## TRY IT
For the entries below, how many lines contain the word "white"? Reply with the number and nothing else.

## DATA RECORDS
::::

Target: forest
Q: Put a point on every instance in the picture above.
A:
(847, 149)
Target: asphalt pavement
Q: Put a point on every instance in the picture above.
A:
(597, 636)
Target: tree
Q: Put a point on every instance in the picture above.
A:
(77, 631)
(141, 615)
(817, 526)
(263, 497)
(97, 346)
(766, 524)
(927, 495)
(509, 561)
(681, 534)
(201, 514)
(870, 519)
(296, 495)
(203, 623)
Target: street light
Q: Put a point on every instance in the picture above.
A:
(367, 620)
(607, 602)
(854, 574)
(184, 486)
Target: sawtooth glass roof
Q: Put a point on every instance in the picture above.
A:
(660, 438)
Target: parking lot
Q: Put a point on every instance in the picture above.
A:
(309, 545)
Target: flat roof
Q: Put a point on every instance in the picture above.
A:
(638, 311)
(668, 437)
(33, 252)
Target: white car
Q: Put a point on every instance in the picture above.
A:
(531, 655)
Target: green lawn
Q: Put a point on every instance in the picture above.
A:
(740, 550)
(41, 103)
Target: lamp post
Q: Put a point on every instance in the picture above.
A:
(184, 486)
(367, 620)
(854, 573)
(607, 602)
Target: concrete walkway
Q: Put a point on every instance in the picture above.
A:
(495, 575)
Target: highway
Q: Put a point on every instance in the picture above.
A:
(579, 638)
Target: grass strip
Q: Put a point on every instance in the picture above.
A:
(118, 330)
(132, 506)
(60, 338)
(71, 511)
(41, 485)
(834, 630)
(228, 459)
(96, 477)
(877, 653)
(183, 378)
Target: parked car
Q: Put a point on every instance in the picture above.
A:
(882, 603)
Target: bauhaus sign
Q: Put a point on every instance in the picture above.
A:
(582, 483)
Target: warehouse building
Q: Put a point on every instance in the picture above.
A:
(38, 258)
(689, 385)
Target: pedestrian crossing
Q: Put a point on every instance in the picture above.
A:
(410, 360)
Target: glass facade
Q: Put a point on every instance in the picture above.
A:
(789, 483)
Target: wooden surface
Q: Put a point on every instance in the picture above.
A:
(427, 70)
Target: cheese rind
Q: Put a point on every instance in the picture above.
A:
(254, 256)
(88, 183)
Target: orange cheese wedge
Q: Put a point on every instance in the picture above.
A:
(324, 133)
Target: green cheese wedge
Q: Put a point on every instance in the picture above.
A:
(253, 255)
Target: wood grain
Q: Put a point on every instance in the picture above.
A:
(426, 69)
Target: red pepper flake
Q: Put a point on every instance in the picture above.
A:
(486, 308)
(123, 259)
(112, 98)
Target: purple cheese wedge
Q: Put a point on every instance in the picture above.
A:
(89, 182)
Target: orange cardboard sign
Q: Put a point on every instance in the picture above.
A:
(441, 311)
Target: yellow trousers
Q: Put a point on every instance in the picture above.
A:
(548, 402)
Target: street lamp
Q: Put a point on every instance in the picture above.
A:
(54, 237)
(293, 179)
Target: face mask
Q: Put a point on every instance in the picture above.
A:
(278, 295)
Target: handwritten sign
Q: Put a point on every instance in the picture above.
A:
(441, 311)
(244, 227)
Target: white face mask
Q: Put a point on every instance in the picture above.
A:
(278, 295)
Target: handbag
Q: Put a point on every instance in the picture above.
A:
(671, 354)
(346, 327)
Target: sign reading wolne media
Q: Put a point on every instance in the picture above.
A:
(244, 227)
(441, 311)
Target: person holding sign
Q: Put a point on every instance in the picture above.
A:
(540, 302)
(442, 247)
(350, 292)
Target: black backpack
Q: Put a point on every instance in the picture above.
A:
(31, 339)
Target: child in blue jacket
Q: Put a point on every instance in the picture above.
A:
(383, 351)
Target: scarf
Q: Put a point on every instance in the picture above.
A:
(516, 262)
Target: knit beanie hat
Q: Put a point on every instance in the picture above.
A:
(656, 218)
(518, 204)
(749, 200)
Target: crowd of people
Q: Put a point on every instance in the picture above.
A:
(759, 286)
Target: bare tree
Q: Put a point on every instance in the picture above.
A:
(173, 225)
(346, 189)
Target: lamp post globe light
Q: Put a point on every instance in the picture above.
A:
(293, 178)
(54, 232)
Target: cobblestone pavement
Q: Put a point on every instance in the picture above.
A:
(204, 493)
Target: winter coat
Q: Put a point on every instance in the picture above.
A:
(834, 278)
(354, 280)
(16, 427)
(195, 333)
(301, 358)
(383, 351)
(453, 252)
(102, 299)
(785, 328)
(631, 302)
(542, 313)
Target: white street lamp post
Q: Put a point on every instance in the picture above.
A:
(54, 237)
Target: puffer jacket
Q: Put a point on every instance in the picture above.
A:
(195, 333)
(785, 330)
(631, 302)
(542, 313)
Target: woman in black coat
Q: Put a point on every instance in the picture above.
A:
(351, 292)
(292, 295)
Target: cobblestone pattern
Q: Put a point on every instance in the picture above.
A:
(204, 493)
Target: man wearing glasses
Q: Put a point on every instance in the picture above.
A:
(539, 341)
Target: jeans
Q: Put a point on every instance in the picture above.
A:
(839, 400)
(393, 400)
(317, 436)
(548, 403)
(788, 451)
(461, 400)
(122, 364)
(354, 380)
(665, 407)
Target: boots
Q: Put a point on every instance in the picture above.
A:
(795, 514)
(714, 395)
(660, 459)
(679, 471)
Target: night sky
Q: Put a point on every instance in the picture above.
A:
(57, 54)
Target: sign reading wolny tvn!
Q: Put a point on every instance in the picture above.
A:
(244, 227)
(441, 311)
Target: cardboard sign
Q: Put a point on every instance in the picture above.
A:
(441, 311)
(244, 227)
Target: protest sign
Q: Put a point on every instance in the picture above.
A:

::::

## RESPONSE FOR THIS EXERCISE
3